Retype the data below without altering anything.

+++ Supplied data

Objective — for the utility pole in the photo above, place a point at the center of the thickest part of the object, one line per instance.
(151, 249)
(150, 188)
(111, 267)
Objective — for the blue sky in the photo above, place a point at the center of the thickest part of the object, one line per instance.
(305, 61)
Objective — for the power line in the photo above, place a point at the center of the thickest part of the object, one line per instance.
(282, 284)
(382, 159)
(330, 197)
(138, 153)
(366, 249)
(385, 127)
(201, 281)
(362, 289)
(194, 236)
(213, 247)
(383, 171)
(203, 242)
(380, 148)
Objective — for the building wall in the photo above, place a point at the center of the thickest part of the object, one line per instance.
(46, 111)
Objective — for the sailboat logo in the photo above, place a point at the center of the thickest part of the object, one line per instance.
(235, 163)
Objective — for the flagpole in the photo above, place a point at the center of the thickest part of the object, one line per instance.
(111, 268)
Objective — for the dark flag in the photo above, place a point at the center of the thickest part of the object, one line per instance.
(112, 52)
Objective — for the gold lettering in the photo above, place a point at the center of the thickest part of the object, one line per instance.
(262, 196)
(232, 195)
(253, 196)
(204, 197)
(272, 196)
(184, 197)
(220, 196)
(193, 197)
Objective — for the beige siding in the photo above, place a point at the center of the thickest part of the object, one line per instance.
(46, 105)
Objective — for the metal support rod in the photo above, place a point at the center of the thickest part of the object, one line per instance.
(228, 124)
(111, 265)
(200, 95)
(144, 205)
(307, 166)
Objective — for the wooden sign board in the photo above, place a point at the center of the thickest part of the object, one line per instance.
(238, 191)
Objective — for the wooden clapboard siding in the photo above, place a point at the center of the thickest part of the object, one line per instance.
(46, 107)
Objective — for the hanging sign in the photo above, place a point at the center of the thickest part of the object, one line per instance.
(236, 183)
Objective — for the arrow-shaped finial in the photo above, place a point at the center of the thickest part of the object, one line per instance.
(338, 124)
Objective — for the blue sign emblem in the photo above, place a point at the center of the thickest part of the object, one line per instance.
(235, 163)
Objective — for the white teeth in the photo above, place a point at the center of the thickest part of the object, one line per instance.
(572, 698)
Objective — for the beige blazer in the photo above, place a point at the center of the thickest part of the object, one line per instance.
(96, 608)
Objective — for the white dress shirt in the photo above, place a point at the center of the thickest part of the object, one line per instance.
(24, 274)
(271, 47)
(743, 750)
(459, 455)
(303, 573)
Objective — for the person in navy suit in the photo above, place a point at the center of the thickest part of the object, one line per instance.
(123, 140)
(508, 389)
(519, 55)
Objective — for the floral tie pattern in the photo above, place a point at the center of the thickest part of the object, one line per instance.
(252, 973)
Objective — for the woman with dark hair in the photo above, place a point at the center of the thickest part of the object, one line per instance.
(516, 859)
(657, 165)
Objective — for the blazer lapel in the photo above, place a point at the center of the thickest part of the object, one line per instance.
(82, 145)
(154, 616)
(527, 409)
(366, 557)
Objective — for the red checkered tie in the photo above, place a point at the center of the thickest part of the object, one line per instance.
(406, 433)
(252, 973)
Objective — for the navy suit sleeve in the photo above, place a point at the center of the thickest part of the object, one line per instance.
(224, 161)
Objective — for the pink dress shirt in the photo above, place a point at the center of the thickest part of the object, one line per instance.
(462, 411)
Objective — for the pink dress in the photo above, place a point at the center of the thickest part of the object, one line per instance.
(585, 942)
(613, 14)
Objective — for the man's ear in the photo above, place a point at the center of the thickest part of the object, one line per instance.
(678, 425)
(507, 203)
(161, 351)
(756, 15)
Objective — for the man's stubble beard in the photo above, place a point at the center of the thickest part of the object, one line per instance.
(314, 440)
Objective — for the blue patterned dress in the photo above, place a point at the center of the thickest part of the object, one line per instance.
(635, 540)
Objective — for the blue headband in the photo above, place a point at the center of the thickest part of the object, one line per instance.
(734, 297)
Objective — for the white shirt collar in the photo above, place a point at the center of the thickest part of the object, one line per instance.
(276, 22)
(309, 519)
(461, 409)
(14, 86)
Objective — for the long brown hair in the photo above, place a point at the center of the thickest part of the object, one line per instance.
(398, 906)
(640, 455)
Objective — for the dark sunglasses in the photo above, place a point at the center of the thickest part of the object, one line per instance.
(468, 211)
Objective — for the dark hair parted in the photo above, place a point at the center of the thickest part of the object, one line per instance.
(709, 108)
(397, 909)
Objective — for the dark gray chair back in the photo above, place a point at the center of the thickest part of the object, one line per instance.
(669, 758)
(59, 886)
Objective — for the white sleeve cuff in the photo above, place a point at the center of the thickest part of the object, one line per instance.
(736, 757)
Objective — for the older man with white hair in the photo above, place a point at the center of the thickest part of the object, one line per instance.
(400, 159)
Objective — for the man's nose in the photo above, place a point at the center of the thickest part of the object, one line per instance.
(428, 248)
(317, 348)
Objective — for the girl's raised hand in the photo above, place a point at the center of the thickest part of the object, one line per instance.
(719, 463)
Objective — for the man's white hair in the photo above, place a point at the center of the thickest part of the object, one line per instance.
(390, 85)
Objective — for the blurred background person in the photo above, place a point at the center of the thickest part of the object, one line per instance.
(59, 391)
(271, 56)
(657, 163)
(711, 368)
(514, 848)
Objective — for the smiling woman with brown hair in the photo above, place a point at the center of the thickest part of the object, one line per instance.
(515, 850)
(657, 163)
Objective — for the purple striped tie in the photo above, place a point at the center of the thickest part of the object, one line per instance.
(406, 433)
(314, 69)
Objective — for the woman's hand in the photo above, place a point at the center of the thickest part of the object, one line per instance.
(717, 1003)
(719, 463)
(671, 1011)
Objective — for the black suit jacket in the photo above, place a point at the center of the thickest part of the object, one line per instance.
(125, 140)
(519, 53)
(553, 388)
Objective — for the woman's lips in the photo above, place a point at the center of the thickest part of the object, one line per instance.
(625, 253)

++++++

Task response
Objective — for the utility pole in the photo above, place a point at the center of the thickest part of the object, one line per instance.
(151, 249)
(150, 188)
(111, 267)
Objective — for the blue sky in the photo above, place a point at the center of the thickest part of the object, one line per instance.
(305, 61)
Objective — for the power line in the photo above, place a point at the center of the thickest part of the object, one line per instance.
(282, 284)
(382, 159)
(330, 197)
(138, 153)
(366, 249)
(385, 127)
(201, 281)
(362, 289)
(194, 236)
(213, 247)
(383, 171)
(203, 242)
(380, 148)
Objective — for the building wall in the photo above, place a point at the center of the thickest part of the object, one line per instance.
(46, 111)
Objective — for the sailboat logo in the photo above, place a point at the center of the thickest part of the object, one line per instance.
(235, 163)
Objective — for the flagpole in the photo above, place a point at the center of the thickest part of the object, one line per instance.
(111, 268)
Objective — for the dark flag in the photo above, place a point at the center of the thickest part of the object, one line per instance.
(112, 52)
Objective — for the gold lettering in the photo above, place a point at the center of the thickest part of the object, one line per instance.
(262, 196)
(232, 195)
(253, 196)
(204, 197)
(272, 196)
(184, 197)
(220, 196)
(193, 197)
Objective — for the beige siding in the photo above, place a point at the center of the thickest part of the object, one line per instance.
(46, 105)
Objective — for the metal support rod in the photo above, place a point at the center of the thickest part of the object, one line per instance.
(228, 124)
(111, 265)
(200, 95)
(144, 205)
(307, 166)
Objective — for the wooden sign board in the photo above, place a point at the center of the thickest part of the object, one line per instance.
(238, 191)
Objective — for the wooden clapboard siding in the photo above, place a point at the center of the thickest part of the object, one line per instance.
(46, 107)
Objective — for the hanging sign in the photo above, place a point at the center of the thickest part of the object, one line per instance.
(236, 183)
Objective — for the arrow-shaped finial in the photo above, place a point at the center of the thickest part of the object, one line per instance.
(338, 124)
Objective — for the blue sign emblem in the photo above, place a point at the center of the thickest part of the object, one line per instance.
(235, 163)
Objective — for the white teeth in the photo above, place a point at the center of the thickest part of the object, one line per instance.
(572, 698)
Objective — for the beige blazer in the photo above, place a point at the center of the thickest part of the object, one line per instance.
(96, 608)
Objective — for the white dress shirt in the photo above, place a point at the center of the thickest part of the object, one line per instance.
(24, 274)
(271, 47)
(743, 750)
(459, 455)
(303, 573)
Objective — for the person in navy suit in the photo above, place a point at the center of the thickest part of the object, one line per instance.
(123, 140)
(508, 389)
(519, 55)
Objective — for the floral tie pattern in the photo above, place a point at the center of the thickest part of the object, one line per instance.
(252, 973)
Objective — for the woman with dark hair in the photo above, place a point at the center of the thickest part of the object, one line per instance.
(516, 859)
(657, 165)
Objective — for the blazer lapel in the photo above, place a point at the center of the thickest part of the object, one line per instance.
(82, 145)
(154, 616)
(527, 409)
(366, 557)
Objective — for the red checkered tie in the photo above, place a point at the center of the thickest part of the object, one line per instance.
(406, 433)
(252, 973)
Objective — for the navy suit sleeve in the photo above, place a point at the center of the thickest part of the object, one line per instance.
(224, 161)
Objective — for the pink dress shirt in the photo above, place a point at the center of the thickest part of the object, one line per instance.
(462, 411)
Objective — for the pink dress in the photo above, place a point at the center of the thickest part of the object, one line per instance.
(585, 942)
(613, 14)
Objective — for the man's ear in the photo above, place a point at the center of the thickest part of the object, one line per instance.
(678, 425)
(507, 203)
(161, 351)
(756, 15)
Objective — for the man's stubble beard in the photo above, place a point at the center of the thickest part of the object, one line per instance.
(314, 440)
Objective — for the blue patterned dress in the photo above, place a point at the center of the thickest part of the object, one line per instance.
(635, 540)
Objective — for the blue headband in the photo above, place a point at the center of the thickest part of the object, one line per instance.
(734, 297)
Objective — for the white shirt collar in the photo above, place a point at the center of the thickest part of the object, one line per instance.
(276, 22)
(309, 519)
(461, 409)
(14, 86)
Objective — for the long brown hair in the photo above, place a point at the center of the thickest part of the object, one line per instance.
(398, 906)
(640, 455)
Objective — for the dark sunglasses in the photo above, place a point at the center of the thickest part of the object, one line per instance.
(468, 211)
Objective — for the dark hair parted in the photo above, place a point at the center of the thickest part of the object, one line per instance.
(709, 108)
(397, 909)
Objective — for the dark gray chair back in the photo above, place a point at the center of the thickest part of the object, one line per instance.
(669, 758)
(59, 886)
Objective — for the white sleeve cuff in the photo above, place a point at the center of the thickest part of the object, one line per instance.
(736, 757)
Objective — for the older man with white hair in the photo above, place a point at the center of the thickest part of the object, one line per instance.
(400, 159)
Objective — for the man's nose in the photo above, place a point at the center of the thickest part of the object, one line per instance.
(428, 248)
(317, 348)
Objective — for the girl's raised hand in the photo above, place a point at the center of the thickest part of the object, one line per instance.
(719, 463)
Objective — for the man's white hair in the photo above, place a point at the center of the thickest part of the object, one line per instance.
(390, 85)
Objective — for the blurred background person in the photo above, place a point at the center of the thickest part of the object, one line per instance.
(59, 391)
(271, 56)
(657, 163)
(711, 368)
(514, 848)
Objective — for the smiling woman with brown hair in the photo above, place a point at the center of the thickest part of the object, one line per instance.
(515, 850)
(657, 163)
Objective — for the purple striped tie in the photo above, place a point at the center of the thickest part of the object, one line per instance.
(406, 433)
(314, 69)
Objective — for the woman's hand in the photo above, place a point at the center of the thickest part of the object, one line per instance.
(717, 1003)
(719, 463)
(671, 1011)
Objective — for the black suit jacket in the photo above, place a point at the center of the thickest part of the object, one line per instance.
(125, 140)
(519, 53)
(553, 388)
Objective — for the woman's lips in the photo above, place a point at the center of the thickest part of the object, one line per instance.
(625, 253)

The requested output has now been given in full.